- _What to produce_
Copy out the lines verbatim, starting at the line containing "We believe the green floral" and ending at the line containing "148 74 167 142", both included.

- _Material provided_

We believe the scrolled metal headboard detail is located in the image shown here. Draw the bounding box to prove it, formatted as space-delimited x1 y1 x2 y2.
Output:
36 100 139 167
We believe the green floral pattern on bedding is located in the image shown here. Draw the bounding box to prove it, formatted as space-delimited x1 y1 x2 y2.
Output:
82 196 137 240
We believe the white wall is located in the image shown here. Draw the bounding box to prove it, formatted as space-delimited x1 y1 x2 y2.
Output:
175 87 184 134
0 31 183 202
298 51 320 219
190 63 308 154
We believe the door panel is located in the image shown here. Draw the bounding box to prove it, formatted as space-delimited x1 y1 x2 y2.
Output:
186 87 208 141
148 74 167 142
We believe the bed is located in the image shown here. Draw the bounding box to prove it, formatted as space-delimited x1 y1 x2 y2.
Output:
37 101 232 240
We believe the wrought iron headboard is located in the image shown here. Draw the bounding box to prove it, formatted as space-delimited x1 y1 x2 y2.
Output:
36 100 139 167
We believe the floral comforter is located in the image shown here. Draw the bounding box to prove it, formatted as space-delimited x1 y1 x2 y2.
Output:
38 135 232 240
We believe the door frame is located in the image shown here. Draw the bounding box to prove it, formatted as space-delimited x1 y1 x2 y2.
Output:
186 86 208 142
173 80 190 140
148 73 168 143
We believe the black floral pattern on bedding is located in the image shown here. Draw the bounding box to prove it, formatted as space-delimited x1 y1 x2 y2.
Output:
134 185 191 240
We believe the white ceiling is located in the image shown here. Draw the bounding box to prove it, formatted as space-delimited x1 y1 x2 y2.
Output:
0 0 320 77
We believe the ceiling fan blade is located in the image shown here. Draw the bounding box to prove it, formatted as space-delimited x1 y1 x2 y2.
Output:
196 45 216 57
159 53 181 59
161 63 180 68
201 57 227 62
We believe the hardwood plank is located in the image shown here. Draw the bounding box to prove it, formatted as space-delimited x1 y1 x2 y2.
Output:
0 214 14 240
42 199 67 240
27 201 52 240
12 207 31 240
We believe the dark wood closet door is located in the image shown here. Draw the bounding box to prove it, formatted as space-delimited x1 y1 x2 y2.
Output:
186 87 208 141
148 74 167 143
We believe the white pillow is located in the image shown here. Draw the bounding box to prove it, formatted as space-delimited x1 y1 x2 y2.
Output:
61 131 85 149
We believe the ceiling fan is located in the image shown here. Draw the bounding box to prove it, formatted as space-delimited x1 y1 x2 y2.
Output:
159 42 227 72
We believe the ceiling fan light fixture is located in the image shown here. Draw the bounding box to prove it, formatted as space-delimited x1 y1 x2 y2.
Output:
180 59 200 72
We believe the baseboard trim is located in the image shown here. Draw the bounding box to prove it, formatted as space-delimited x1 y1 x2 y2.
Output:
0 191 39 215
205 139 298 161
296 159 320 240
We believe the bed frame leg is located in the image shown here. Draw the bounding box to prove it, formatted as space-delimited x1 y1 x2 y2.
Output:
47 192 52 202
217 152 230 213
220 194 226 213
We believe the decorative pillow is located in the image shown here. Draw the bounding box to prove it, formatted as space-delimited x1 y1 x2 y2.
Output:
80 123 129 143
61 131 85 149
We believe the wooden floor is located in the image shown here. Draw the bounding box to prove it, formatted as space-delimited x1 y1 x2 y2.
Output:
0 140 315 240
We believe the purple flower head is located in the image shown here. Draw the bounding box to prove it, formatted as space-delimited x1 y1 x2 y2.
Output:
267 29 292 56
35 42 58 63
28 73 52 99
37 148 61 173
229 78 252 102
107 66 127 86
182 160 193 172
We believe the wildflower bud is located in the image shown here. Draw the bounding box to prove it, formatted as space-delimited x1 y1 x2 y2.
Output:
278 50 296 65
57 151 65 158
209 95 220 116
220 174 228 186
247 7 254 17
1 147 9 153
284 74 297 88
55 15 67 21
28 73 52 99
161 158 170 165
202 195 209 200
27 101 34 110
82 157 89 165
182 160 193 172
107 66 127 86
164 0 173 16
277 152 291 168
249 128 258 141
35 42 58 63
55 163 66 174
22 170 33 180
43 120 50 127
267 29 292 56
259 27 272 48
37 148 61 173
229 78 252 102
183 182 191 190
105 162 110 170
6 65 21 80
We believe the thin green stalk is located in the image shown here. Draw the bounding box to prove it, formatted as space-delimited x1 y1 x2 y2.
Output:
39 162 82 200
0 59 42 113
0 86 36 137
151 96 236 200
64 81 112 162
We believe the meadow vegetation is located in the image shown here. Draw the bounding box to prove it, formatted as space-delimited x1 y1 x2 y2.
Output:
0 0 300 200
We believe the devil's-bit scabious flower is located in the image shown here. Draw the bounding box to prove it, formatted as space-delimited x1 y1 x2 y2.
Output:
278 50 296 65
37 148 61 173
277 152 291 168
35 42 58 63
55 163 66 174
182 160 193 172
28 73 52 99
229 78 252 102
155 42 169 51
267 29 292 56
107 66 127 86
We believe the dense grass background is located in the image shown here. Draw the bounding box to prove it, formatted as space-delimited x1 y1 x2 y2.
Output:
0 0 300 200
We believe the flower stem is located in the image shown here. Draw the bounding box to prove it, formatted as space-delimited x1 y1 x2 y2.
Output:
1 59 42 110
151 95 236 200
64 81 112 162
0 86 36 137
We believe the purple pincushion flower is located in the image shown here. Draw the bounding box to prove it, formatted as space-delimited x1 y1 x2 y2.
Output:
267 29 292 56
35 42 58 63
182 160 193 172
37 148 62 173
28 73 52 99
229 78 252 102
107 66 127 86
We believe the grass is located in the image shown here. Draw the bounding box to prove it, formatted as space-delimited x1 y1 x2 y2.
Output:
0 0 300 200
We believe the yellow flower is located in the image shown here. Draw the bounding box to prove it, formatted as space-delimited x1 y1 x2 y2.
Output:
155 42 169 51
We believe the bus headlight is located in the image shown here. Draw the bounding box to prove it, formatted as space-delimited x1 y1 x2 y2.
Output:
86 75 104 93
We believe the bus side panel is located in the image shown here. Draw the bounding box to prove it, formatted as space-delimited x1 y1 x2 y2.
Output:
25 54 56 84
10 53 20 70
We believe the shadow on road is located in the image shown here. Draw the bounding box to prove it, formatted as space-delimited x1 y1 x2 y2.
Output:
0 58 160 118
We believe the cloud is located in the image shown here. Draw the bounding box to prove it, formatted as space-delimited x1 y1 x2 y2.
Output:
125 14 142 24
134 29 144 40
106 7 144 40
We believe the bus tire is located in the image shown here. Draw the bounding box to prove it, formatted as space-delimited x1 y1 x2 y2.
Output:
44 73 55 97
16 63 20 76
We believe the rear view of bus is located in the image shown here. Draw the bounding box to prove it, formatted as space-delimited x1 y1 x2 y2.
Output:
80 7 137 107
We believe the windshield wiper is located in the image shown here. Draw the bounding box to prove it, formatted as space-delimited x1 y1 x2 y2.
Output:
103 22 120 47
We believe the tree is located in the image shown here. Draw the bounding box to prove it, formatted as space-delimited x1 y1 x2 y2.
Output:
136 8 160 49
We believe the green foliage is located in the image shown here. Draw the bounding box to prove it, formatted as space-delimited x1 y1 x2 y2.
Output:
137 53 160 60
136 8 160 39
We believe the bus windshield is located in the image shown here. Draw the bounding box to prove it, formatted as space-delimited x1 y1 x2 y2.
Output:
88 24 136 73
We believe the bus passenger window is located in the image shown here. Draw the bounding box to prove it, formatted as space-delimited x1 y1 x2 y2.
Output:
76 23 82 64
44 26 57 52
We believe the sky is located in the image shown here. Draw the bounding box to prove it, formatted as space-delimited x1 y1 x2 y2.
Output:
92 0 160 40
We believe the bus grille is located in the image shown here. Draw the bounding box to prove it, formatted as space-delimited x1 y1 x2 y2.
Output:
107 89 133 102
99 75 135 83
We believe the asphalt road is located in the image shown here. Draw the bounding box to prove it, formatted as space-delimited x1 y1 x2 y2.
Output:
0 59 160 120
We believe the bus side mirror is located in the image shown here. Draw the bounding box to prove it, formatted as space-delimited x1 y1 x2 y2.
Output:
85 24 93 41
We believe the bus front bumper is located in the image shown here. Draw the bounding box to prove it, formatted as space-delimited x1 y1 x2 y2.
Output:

- _Exercise response_
We believe the green floral pattern on bedding is located in the image shown here. Draw the bounding box to prove it, formatted as space-delimited x1 y1 x2 y2.
Output:
82 196 137 240
We believe the white wall is located in the image shown here. Draw the bounding box to prove it, formatted as space-delimited x1 y1 x2 y2.
Output:
175 87 184 134
0 31 183 202
298 51 320 219
190 63 308 154
We believe the door panel is located in the image shown here. Draw the bounding box to prove it, formatted as space-delimited x1 y1 x2 y2.
Output:
186 87 208 141
148 74 167 142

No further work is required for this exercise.